### Text section

▼▼▼

In Northwest Florida and elsewhere around the state, issues related to the quantity and qualify of the water supply proliferate …
- In November, the Florida Springs Council and other springs advocates, at a seven-day administrative hearing, contended that the state Department of Environmental Protection’s Basin Management Action Plans do not sufficiently protect springs from pollution.
- Abandoned landfills in Bay and Walton counties have not been adequately closed out.
- A judge serving as a special master has recommended that the U.S. Supreme Court side with Georgia in its long-running water dispute with Florida. In so doing, U.S. Circuit Judge Paul Kelly Jr. said the high court should reject Florida’s request to limit how Georgia uses water from rivers that flow through both states.

▲▲▲

### Parts of the exercise
**A)** Update the Florida water text from "- A judge serving" through "through both states.", replacing "special master" with "court-appointed referee".
**B)** Write the next part of the Florida water text, picking up after its final sentence.
The rows that follow are separate material and have no connection to the Florida water text.

### Data for analysis

▼▼▼

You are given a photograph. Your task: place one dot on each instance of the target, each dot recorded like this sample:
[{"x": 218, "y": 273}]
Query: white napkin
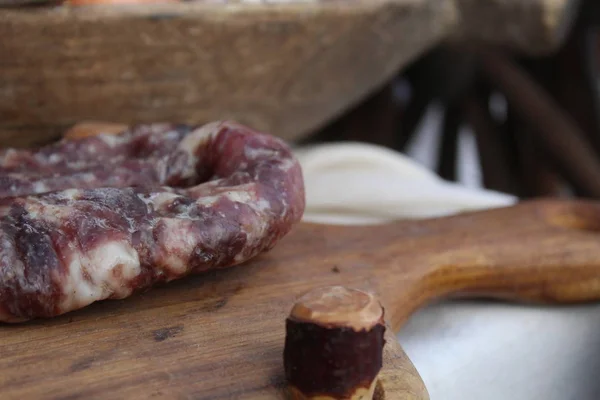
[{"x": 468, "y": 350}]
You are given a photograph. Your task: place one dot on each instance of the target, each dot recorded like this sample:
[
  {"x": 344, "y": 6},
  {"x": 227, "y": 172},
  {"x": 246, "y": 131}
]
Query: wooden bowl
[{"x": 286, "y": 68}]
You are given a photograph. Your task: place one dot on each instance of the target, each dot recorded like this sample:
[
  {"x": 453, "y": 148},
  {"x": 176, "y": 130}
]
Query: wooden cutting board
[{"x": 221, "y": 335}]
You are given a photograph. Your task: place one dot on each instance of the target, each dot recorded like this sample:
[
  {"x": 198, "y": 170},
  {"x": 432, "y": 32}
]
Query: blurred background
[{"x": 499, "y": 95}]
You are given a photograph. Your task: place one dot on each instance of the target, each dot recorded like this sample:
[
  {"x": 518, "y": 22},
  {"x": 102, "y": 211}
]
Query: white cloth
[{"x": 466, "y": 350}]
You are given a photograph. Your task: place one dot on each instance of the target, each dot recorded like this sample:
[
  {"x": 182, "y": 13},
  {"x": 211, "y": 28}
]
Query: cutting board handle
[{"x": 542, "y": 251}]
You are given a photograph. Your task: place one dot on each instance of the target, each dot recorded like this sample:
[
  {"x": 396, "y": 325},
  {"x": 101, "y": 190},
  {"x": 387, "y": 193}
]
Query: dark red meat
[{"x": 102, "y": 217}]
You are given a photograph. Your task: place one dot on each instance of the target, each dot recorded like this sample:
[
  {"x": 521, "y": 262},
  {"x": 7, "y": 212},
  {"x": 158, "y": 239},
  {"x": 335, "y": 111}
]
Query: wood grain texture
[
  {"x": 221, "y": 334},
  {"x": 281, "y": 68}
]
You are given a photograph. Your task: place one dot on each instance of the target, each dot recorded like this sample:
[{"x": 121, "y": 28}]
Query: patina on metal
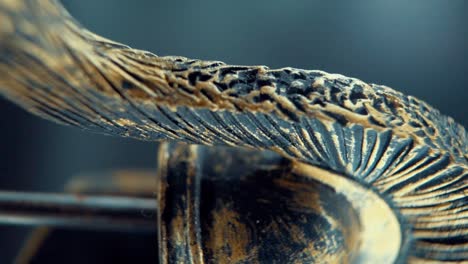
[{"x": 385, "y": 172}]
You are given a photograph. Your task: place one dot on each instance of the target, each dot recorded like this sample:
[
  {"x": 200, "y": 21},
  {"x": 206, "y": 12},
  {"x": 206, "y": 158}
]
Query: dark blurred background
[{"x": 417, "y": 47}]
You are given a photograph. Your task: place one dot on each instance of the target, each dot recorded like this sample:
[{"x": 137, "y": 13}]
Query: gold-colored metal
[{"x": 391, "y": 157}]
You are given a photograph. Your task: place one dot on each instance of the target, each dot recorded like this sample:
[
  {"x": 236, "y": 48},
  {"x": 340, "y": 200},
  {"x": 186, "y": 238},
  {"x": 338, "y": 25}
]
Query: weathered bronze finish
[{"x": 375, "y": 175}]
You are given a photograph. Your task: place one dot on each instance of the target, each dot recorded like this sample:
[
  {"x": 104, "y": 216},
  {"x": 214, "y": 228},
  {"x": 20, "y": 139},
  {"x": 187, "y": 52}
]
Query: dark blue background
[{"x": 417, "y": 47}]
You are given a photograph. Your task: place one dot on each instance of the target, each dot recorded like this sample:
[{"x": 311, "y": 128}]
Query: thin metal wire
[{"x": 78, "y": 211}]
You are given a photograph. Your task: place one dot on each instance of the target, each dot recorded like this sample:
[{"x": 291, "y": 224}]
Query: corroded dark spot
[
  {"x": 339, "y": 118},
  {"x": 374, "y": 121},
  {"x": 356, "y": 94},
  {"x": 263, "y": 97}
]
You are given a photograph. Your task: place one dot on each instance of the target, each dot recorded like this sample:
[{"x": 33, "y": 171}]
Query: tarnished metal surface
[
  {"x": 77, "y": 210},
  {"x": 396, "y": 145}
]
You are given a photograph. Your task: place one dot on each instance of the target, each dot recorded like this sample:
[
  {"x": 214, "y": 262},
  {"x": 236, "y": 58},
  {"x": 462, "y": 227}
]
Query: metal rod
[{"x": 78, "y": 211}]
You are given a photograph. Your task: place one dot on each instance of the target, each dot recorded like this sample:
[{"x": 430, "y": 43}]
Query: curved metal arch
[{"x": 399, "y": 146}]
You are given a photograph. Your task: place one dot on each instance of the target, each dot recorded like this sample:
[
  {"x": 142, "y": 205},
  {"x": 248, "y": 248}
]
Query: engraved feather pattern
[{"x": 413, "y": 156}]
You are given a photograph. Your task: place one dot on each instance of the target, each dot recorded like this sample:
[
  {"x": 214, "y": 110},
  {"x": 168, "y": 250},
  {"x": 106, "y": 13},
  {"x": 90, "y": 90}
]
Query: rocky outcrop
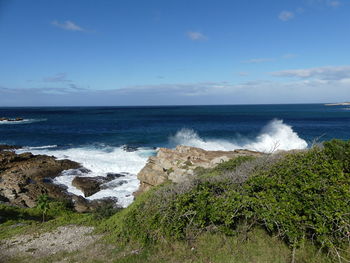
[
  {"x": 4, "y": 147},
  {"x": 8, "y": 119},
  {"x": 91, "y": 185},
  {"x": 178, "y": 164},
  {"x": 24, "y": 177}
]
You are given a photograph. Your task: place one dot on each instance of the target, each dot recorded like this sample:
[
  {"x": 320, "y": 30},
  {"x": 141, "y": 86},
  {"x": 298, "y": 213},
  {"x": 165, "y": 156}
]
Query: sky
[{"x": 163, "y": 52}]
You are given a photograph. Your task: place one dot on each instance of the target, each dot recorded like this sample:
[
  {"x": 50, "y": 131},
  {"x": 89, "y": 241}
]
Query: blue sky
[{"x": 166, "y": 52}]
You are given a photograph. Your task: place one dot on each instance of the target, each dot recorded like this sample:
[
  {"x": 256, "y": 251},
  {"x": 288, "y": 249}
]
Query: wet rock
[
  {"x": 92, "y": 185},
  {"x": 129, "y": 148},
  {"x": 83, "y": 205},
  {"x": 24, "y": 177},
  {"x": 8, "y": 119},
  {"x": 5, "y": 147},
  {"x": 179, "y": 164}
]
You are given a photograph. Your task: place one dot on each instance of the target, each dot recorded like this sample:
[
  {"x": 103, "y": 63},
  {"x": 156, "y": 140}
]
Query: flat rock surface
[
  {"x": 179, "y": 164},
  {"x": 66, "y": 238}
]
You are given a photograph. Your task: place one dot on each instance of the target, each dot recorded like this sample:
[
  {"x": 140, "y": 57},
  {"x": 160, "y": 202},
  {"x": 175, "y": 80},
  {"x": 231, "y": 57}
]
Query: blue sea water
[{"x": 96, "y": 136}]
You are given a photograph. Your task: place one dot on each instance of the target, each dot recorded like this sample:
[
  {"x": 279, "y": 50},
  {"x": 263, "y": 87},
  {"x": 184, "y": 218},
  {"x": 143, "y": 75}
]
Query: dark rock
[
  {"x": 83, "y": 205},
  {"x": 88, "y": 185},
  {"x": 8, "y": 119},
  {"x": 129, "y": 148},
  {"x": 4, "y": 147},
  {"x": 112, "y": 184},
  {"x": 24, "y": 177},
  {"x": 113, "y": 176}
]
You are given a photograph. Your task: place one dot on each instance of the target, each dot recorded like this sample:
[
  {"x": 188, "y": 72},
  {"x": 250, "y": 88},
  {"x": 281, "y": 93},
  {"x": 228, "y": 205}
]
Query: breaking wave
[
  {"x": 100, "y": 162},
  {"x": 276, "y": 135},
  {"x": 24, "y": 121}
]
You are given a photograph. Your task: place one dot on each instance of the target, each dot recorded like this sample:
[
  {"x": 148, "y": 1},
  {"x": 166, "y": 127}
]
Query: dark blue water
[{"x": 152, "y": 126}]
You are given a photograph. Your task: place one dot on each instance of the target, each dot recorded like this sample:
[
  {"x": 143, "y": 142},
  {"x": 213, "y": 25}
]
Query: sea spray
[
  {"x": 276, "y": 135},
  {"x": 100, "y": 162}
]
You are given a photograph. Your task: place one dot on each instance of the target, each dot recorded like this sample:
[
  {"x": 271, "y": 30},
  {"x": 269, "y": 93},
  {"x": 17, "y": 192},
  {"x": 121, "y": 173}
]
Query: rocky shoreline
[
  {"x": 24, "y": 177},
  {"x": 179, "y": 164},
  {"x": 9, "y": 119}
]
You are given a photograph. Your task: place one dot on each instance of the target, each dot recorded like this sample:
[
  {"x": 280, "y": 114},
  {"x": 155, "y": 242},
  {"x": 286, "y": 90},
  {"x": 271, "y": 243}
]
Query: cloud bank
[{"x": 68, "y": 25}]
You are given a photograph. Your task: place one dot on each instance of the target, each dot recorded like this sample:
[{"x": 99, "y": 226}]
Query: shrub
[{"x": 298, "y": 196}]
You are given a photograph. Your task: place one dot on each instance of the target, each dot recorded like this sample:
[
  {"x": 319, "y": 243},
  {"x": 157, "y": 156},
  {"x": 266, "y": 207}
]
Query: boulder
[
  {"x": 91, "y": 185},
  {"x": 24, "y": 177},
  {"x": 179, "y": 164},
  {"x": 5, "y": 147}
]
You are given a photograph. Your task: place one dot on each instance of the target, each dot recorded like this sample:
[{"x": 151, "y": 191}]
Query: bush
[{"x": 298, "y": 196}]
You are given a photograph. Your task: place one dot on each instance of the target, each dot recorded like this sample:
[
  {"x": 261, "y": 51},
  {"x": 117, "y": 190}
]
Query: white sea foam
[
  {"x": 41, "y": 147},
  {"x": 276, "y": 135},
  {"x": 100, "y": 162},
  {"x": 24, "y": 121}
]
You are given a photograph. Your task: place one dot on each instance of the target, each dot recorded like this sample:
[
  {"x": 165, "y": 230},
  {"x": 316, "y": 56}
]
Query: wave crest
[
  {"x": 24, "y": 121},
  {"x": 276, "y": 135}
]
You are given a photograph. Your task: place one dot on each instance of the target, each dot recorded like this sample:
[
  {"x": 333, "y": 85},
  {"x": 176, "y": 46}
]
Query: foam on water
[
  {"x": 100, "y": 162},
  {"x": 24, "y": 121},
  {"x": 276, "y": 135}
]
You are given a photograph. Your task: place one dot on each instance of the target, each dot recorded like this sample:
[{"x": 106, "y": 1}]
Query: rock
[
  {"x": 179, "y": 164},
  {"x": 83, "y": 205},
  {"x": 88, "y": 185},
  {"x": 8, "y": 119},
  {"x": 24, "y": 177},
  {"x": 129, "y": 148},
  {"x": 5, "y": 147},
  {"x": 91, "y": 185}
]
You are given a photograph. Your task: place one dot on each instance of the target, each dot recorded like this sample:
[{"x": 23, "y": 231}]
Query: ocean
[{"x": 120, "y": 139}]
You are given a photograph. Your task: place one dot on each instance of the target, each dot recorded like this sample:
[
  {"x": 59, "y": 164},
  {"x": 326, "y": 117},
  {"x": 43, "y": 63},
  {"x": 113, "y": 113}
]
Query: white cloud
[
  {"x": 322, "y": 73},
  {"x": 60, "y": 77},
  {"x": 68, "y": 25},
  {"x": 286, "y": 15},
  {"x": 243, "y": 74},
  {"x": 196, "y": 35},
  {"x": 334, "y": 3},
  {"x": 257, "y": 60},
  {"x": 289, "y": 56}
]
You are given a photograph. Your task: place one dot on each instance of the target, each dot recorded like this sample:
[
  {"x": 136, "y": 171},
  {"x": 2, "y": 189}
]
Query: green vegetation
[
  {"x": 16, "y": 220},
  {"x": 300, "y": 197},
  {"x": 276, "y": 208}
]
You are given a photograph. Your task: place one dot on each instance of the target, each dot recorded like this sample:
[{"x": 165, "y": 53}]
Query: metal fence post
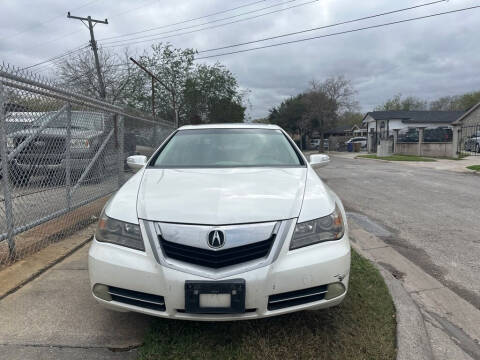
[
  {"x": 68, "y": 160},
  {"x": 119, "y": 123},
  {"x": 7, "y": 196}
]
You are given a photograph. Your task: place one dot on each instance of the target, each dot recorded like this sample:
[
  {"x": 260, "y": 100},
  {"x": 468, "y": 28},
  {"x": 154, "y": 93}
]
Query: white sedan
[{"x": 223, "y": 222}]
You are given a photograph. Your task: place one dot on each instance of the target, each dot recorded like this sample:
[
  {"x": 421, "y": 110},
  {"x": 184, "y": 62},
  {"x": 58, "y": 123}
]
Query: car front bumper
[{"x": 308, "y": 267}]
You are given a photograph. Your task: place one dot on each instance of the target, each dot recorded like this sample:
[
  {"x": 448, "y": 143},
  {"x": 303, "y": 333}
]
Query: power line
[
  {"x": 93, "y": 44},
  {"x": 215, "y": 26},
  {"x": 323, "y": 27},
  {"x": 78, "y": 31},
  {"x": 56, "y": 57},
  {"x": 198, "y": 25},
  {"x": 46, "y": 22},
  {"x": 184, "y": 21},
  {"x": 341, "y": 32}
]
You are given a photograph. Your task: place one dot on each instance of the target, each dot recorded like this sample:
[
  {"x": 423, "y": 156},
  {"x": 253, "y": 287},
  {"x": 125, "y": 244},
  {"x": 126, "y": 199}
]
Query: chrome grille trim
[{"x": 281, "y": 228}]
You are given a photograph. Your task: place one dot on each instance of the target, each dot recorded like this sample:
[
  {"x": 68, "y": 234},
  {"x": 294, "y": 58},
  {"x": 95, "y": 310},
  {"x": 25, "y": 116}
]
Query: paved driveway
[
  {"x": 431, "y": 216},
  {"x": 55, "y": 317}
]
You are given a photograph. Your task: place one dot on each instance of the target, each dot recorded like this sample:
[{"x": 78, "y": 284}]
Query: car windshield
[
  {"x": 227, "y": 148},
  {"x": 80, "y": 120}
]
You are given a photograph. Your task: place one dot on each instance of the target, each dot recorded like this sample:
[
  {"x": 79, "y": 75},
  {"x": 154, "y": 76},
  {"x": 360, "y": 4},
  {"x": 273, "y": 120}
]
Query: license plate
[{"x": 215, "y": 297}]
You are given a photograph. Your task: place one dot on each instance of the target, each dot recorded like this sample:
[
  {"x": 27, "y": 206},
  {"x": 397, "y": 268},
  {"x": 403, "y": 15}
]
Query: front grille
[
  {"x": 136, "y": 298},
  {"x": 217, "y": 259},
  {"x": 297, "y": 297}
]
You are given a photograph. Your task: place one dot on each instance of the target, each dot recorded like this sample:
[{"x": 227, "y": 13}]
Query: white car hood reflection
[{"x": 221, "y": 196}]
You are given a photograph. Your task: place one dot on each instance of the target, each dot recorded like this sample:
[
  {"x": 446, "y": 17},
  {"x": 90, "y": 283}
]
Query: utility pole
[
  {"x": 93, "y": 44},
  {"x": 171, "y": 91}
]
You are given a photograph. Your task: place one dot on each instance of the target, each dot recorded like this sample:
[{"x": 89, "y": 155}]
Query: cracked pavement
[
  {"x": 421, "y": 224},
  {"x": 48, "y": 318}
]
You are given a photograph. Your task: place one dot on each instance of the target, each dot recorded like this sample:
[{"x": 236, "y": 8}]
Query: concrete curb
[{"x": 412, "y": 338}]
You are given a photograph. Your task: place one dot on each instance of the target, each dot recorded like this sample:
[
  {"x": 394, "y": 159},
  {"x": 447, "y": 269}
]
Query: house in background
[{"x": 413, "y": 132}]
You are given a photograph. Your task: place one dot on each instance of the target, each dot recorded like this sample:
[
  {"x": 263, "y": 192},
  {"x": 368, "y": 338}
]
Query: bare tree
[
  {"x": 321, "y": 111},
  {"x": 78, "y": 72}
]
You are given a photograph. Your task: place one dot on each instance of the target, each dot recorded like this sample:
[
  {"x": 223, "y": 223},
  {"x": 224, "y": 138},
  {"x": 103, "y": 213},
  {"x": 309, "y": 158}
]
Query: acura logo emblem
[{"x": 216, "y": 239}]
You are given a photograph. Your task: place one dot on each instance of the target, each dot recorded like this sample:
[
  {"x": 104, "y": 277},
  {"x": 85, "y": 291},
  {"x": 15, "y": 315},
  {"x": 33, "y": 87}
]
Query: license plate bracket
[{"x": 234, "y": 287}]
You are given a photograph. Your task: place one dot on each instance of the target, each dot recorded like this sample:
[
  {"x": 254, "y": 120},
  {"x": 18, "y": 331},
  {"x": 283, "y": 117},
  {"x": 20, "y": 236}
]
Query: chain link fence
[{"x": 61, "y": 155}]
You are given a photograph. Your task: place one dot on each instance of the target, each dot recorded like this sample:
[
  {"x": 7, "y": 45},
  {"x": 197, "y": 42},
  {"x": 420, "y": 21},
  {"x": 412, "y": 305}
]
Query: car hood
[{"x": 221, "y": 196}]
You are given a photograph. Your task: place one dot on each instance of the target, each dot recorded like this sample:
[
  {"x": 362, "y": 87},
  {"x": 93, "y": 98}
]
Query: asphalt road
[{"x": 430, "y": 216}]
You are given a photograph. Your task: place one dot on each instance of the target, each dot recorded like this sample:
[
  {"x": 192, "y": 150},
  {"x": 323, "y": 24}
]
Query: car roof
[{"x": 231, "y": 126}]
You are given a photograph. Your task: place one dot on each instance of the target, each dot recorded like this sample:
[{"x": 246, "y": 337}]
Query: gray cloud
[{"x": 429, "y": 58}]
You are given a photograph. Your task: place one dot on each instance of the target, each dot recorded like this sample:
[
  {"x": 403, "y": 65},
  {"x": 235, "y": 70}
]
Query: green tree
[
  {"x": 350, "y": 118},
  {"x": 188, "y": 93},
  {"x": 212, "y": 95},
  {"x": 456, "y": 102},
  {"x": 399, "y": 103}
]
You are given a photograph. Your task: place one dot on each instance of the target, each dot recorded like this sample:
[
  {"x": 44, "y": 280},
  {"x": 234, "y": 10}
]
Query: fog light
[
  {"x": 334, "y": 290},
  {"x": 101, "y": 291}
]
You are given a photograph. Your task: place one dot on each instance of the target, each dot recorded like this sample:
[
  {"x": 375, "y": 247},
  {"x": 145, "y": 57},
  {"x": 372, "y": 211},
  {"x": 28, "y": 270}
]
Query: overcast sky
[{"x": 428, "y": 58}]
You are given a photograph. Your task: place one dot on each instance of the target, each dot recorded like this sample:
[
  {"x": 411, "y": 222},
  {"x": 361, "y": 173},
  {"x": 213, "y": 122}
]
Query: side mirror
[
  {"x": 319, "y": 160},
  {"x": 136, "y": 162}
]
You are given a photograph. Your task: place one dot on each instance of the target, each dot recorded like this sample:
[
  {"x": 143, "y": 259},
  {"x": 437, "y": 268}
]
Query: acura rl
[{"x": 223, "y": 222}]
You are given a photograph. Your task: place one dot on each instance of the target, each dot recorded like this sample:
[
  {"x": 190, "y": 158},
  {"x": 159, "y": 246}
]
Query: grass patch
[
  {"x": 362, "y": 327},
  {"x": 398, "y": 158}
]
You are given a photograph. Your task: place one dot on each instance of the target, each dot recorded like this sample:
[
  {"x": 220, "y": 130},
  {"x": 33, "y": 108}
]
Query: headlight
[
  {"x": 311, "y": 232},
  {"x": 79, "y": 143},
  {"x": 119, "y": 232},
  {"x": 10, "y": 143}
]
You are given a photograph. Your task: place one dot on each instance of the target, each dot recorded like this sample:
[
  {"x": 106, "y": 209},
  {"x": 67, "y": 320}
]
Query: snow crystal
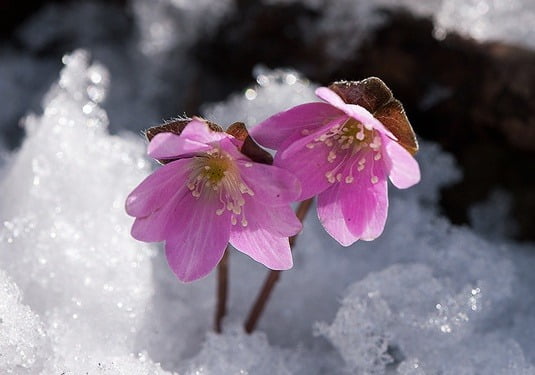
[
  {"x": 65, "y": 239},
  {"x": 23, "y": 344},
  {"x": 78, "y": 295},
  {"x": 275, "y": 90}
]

▲▲▲

### Responses by task
**A)**
- A judge serving as a court-appointed referee has recommended that the U.S. Supreme Court side with Georgia in its long-running water dispute with Florida. In so doing, U.S. Circuit Judge Paul Kelly Jr. said the high court should reject Florida’s request to limit how Georgia uses water from rivers that flow through both states.

**B)**
- Panama City will require hundreds of millions of dollars to redo its sanitary sewer system, whose lines were built from clay in the 1950s. “The infrastructure is crumbling beneath us,” City Manager Mark McQueen said in August following a sewage spill of more than 300,000 gallons.
- The Florida DEP has granted a Texas company permission to sink six exploratory wells in the Apalachicola River basin. The permits allow the company, which prospects for oil and natural gas, to drill through the Floridan aquifer at locations in Calhoun County between the Dead Lakes/Chipola River and the Apalachicola River.
Such state and local issues are apart from the global impacts of climate change. Those effects should not be confused with the naturally occurring climate cycles that repeatedly did in Oblinger’s farms.
“Skeptics,” writes Barnett, “use the great climate swings of Earth’s history — the civilization-crushing droughts and whatever epic deluge may have inspired our flood myths — to argue that the heat-trapping gasses of modern life are not to blame for today’s global warming and the rise of extreme rains, storms and floods.”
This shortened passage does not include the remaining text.